* _How to complete this task_:
An exact copy of the lines from the one containing "Find the camera" through the last line below is required; include both of those lines and no others.
[Opening Task input section]
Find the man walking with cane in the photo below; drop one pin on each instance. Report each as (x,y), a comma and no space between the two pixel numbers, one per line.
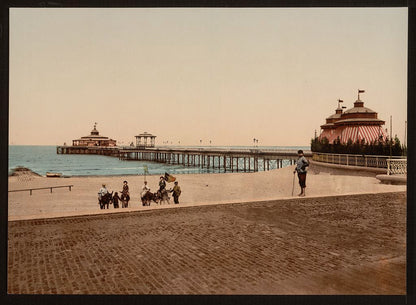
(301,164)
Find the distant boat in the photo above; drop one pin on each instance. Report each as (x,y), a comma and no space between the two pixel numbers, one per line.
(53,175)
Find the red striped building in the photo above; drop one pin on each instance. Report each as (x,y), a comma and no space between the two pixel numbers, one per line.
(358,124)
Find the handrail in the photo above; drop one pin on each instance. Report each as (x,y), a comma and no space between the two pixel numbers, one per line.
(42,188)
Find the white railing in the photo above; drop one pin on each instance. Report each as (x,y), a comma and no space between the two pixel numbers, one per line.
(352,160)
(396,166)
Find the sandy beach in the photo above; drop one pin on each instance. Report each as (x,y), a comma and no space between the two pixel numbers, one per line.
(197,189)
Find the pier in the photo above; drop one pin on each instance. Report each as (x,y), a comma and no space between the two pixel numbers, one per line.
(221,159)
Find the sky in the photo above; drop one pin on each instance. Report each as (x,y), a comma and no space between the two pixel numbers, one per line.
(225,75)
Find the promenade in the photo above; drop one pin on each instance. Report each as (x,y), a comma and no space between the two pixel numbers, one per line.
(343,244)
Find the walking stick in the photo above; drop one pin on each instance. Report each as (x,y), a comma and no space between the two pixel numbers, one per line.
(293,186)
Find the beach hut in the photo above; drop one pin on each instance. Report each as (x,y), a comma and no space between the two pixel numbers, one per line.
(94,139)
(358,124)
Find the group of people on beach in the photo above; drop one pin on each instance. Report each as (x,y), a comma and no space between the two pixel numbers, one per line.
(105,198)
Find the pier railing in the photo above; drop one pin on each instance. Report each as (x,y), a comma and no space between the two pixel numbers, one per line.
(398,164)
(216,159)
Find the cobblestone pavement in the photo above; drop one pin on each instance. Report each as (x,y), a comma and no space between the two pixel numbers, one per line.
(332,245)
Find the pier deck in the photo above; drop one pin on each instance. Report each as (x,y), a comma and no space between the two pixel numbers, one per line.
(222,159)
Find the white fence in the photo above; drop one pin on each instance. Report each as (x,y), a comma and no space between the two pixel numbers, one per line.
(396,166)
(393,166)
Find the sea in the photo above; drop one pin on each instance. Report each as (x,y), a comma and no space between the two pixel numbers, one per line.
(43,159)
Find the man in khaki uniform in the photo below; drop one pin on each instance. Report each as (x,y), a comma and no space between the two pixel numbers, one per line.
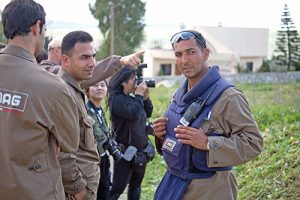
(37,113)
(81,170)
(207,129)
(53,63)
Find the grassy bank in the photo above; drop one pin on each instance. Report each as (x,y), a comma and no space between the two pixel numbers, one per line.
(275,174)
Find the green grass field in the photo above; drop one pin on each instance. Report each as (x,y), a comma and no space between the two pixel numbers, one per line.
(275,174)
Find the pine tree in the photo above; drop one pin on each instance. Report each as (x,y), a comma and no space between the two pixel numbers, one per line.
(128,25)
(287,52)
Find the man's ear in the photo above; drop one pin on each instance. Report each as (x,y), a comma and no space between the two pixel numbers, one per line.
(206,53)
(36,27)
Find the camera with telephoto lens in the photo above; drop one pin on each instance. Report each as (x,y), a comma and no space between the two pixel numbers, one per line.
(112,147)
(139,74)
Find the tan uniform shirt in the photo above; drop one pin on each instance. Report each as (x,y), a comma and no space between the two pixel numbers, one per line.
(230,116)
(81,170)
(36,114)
[Closing Task input section]
* _Answer area_:
Find the camera with telephoto lens in the photo above; drop one pin on each instance. Report each as (x,y), a comma and no space between the two pixel numbers, one per line.
(112,147)
(139,74)
Find the tan uniform shirt in the photo above; drop one pin on each instance. Report each as (x,y), a comma and no space between the two pixel numbers, one per line.
(230,116)
(81,170)
(36,114)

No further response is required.